[CHALLENGE] Output exactly the lines from the line with "of the street" through the end of the records below. Include nothing else.
◆ ◆ ◆ ◆ ◆ ◆ ◆
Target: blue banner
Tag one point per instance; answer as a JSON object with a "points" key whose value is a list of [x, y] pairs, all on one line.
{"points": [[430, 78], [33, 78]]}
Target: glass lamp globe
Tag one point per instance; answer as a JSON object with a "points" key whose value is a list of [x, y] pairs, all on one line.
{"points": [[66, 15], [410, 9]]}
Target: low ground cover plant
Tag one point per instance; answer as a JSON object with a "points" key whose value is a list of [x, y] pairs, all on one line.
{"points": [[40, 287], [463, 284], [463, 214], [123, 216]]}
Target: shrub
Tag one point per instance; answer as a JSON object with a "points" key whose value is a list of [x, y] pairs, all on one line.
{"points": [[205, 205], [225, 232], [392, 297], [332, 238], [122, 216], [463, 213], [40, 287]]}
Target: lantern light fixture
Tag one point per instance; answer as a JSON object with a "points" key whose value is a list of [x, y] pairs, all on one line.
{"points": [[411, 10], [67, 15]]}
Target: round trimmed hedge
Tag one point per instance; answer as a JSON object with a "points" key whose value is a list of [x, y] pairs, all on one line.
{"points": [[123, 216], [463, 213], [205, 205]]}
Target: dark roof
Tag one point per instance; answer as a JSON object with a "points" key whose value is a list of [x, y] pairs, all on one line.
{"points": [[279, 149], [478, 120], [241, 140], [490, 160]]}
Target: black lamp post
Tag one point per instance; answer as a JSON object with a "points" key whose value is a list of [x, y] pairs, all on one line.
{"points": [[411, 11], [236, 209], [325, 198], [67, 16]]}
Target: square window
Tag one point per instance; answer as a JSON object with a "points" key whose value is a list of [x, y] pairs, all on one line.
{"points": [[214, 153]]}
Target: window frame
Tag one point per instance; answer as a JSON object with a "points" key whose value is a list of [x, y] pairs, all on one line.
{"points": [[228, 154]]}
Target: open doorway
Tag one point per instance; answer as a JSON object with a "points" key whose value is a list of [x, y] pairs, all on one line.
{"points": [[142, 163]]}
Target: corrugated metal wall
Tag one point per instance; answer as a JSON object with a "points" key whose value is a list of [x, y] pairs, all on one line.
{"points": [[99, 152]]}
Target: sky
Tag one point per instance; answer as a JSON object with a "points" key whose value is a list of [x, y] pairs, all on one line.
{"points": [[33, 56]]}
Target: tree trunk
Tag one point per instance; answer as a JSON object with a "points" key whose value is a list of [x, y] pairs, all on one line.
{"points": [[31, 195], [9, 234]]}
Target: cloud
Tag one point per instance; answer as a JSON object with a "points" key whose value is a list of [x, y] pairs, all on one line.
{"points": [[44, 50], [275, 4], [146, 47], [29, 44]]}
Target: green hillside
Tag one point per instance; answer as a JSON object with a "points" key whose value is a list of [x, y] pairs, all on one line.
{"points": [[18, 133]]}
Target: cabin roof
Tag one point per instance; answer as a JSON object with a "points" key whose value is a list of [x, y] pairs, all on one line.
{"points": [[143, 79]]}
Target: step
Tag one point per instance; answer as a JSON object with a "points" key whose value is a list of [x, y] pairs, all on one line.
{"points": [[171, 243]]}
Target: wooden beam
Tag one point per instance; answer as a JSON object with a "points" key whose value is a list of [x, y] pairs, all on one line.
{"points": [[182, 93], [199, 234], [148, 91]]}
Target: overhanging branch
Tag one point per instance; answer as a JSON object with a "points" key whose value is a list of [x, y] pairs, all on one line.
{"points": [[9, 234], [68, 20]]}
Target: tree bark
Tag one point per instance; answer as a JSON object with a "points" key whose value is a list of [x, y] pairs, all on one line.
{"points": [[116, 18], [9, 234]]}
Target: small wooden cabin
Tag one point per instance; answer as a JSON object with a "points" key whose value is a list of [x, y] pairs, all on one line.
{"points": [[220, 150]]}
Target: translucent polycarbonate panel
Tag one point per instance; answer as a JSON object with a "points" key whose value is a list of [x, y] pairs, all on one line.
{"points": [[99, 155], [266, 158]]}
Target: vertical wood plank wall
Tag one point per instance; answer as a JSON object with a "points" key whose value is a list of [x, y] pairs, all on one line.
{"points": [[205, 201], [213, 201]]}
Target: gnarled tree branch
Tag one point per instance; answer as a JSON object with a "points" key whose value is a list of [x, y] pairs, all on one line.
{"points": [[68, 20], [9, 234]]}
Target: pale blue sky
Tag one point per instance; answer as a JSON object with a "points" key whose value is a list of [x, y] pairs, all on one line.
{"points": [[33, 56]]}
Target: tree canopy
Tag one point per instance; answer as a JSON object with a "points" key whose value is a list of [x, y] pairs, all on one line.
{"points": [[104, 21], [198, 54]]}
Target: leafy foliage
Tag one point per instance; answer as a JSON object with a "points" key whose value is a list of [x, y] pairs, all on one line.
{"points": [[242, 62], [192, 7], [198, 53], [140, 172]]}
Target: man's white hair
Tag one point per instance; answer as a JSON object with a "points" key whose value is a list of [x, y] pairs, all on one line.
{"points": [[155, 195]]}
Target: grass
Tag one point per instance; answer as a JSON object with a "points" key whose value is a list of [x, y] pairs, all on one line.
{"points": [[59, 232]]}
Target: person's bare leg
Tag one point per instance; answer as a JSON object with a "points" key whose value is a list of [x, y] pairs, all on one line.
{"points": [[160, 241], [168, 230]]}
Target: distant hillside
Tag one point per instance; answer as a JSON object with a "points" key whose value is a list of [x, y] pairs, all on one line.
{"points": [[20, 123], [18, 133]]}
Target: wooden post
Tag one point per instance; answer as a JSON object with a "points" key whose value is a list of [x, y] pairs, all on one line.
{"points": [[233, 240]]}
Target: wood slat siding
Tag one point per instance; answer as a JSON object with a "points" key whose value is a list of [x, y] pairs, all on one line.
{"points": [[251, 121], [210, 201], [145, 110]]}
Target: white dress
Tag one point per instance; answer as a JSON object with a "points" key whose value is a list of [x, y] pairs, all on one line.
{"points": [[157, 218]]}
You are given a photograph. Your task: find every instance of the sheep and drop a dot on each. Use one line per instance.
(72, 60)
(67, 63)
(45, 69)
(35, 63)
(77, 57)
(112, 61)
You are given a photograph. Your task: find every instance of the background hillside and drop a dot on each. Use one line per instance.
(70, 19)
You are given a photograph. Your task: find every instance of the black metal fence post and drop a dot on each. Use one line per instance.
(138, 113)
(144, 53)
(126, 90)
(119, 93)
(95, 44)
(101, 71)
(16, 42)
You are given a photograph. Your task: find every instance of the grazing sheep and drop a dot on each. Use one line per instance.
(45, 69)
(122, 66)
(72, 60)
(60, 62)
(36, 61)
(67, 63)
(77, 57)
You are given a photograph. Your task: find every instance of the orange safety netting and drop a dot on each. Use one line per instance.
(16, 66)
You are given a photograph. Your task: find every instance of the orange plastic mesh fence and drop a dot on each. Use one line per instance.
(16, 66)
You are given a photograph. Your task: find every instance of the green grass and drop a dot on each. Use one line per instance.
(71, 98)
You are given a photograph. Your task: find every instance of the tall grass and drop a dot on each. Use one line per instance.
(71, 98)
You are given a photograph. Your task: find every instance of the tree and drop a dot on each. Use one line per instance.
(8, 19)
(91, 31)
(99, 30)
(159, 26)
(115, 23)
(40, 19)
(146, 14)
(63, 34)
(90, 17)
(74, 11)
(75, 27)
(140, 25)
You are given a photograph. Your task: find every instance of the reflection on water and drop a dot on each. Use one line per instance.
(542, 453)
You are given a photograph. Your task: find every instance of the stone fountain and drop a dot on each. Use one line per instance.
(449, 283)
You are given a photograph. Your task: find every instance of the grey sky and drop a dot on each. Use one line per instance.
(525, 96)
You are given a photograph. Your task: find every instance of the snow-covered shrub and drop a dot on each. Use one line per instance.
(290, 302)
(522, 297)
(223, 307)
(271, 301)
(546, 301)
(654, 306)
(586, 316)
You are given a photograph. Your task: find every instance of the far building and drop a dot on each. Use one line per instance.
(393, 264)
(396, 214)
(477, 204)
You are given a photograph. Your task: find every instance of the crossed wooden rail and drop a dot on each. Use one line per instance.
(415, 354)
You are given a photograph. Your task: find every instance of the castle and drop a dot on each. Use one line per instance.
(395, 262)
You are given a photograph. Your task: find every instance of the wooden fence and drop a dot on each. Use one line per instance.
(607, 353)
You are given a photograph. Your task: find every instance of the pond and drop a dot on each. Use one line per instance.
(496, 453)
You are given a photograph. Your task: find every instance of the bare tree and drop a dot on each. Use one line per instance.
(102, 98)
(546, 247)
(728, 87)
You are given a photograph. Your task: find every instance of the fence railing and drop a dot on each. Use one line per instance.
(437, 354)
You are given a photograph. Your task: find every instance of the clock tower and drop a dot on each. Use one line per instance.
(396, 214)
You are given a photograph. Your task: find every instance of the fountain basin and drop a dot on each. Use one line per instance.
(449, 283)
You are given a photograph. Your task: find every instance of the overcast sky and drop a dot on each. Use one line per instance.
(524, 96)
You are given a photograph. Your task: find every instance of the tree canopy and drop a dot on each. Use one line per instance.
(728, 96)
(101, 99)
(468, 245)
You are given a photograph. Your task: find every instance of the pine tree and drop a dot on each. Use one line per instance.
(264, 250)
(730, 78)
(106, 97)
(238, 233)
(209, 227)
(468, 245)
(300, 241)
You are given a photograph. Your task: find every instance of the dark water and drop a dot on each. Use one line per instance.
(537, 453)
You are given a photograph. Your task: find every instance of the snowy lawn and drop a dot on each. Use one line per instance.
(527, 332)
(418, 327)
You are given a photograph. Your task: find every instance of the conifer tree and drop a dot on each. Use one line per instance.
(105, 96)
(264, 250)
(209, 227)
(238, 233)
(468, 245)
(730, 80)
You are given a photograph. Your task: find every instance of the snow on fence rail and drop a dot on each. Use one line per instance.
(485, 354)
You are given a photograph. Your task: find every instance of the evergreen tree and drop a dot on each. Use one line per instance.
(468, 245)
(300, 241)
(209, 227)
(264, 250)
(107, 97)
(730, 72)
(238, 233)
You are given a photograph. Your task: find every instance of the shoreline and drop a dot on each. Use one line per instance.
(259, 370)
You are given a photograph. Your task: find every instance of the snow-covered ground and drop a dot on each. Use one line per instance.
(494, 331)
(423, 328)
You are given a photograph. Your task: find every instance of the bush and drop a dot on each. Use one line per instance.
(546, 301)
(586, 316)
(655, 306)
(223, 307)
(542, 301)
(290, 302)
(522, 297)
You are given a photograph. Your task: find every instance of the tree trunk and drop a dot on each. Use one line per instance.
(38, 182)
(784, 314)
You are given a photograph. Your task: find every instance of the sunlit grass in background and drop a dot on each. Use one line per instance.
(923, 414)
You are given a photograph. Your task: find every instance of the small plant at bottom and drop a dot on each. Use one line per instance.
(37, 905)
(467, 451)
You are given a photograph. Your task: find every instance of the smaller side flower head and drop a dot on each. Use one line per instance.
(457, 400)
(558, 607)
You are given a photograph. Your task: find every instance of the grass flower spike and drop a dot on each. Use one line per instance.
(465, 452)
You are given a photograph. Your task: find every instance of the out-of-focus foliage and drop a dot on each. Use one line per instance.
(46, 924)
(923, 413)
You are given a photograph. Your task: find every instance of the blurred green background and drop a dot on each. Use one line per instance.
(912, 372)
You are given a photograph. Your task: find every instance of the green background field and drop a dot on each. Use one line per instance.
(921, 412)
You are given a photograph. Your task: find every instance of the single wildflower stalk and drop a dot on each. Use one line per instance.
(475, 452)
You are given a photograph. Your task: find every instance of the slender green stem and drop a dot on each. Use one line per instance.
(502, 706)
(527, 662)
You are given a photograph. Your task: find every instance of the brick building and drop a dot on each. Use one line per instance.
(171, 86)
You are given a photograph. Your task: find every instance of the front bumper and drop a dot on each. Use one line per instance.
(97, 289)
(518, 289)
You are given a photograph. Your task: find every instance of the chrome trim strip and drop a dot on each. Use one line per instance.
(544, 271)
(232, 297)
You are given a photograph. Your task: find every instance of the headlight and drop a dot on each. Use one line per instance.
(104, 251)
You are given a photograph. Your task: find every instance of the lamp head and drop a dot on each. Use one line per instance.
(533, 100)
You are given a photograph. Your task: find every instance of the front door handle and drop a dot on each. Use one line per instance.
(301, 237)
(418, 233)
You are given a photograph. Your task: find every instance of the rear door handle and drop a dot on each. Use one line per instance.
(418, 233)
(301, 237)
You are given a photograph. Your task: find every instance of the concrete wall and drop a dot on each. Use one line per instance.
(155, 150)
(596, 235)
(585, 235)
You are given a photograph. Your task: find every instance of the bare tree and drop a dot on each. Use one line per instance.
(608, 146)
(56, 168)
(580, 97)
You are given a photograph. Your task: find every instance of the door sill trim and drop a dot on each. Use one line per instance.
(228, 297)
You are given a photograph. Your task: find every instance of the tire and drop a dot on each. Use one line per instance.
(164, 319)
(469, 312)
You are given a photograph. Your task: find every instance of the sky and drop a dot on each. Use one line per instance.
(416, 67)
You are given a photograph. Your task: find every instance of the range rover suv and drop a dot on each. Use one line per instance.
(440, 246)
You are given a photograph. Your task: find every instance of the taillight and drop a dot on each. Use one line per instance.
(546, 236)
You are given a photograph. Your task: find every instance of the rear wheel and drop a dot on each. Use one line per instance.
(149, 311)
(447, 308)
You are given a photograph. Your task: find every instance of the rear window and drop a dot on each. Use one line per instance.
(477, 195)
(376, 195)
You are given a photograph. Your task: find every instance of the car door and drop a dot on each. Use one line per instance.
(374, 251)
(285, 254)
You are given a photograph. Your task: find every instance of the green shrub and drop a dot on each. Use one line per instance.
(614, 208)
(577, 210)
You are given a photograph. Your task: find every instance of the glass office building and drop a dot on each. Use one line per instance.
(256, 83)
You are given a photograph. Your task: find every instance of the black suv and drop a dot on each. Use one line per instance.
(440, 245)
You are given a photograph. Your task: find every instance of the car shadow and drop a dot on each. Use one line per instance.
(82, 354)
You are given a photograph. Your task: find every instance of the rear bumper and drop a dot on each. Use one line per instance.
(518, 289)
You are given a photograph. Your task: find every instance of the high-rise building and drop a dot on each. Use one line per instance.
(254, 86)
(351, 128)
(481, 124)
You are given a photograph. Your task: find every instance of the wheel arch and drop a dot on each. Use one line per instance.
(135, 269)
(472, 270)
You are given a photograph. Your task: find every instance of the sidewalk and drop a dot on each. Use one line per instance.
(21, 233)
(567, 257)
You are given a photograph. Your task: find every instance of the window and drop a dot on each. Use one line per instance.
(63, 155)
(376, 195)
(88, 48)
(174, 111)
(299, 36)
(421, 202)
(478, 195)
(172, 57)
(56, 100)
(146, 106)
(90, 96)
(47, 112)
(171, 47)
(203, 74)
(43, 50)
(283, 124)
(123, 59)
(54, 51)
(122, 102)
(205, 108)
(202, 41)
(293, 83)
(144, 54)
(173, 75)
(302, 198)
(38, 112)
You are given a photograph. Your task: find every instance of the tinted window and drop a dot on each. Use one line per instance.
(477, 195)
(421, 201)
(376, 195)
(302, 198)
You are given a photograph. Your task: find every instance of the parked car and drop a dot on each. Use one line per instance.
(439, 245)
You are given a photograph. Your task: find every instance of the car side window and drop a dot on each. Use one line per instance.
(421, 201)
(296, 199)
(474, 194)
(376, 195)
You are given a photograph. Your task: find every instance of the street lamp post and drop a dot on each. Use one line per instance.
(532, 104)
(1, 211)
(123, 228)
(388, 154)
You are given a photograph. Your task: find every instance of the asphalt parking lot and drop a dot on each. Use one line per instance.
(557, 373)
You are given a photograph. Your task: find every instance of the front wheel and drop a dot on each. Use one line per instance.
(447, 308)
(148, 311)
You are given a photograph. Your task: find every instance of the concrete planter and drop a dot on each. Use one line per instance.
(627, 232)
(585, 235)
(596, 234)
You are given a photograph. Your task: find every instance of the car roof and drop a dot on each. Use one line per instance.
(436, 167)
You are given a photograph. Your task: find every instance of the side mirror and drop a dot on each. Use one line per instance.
◆ ◆ ◆ ◆ ◆ ◆ ◆
[RESPONSE TO THE TASK]
You are given a photograph. Your task: find every instance of the street lamp post and drop a dot on each. Use one line per instance.
(532, 104)
(1, 211)
(123, 228)
(388, 154)
You are given a photograph. Your task: find every instance of the asphalt parking lot and drop a dot on each. Use one line per instance.
(557, 373)
You are given a photograph. Your task: find every instance of the front wheel and drop a dot on each. Use one line per instance.
(447, 308)
(148, 311)
You are given a photograph. Your task: find every instance of the concrete planter and drop a dot on each. Use one line per instance.
(627, 232)
(585, 235)
(596, 234)
You are given a photograph. Your task: find every instance of the car roof and drop a dot on each. Use one line per instance.
(436, 167)
You are given a photograph. Your task: find every instance of the side mirror and drop a dot on each. Use one line per instance.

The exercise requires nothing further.